* START *

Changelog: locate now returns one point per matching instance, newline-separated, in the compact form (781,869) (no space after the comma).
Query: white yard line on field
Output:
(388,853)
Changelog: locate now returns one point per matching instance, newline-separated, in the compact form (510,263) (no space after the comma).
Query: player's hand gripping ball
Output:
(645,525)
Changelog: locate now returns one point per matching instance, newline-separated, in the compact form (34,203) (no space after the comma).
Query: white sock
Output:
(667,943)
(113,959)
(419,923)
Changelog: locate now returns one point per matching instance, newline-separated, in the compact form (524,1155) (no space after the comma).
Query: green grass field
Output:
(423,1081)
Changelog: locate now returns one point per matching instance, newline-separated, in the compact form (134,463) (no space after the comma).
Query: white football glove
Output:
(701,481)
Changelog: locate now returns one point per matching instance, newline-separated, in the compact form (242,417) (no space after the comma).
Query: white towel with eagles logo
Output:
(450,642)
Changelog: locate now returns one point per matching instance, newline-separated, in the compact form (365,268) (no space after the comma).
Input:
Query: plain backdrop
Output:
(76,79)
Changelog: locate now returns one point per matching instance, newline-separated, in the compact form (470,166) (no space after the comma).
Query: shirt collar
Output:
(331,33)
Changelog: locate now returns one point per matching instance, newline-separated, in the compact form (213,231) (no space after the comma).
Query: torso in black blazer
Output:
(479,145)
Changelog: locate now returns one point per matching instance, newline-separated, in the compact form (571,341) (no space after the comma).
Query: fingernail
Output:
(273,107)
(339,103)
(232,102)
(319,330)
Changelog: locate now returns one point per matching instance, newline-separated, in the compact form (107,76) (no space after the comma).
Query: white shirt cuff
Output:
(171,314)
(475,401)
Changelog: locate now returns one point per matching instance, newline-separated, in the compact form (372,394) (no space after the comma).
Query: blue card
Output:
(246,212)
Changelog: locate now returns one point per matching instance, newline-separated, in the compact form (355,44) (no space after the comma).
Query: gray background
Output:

* END *

Please rewrite the records above with every "Changelog" changed to "Update" and nothing else altered.

__RESULT BELOW__.
Update: locate now returns one point per matching instance, newline-separated, in the compact form (781,869) (no space after the comma).
Query: white yard line on field
Output:
(388,853)
Update: locate now returns one point per matching instance, newline-separated, in the compact form (510,263) (no space after the comma).
Query: player's hand gripping ball
Output:
(645,525)
Update: locate now returns one point per matching instance, newline-separated, in the compact form (34,203) (no space after the comma).
Query: white sock
Output:
(667,943)
(113,959)
(419,923)
Update: locate now returns one point per matching instance, newline-separated, in the compact form (524,1155) (no space after the comma).
Query: green grass field
Output:
(423,1081)
Update: locate now returns one point per matching instance, newline-separated, in the compact form (134,463) (no space after the comma).
Query: white football glove
Output:
(701,481)
Update: locate now returns one point per matching instance, newline-separated, in the compact form (242,417) (no space after the comma).
Query: white towel with eagles logo
Output:
(450,642)
Update: locate now returns one point per matching instance, newline-separated, in the compact form (365,268) (no space after the comma).
Input:
Query: plain backdrop
Output:
(76,79)
Update: locate now returns one point per matching instance, newline-separated, in the compact form (470,166) (no space after the comma).
Query: shirt collar
Output:
(331,33)
Update: locate now returns one point per matching instance, newline-separated, in the compact form (213,231) (no space after the comma).
Query: torso in black blazer
Output:
(479,145)
Update: locate now returns one point per matching instance, newline-separated, in the compact form (571,341) (no space after the comma).
Query: fingernail
Output:
(273,107)
(339,103)
(232,102)
(319,330)
Update: locate now returns one point per matching instance, newline-separated, in the compact form (107,76) (no space after the comma).
Query: white shirt cuff
Output:
(171,314)
(475,401)
Update: locate now returns one point per matching instance, newline-separated, in the compact form (372,394) (no space after the comma).
Query: blue card
Output:
(246,212)
Update: locate now returns one point per matching instance, newline-separated, in the compact form (355,44) (no space after the comma).
Query: gray background
Output:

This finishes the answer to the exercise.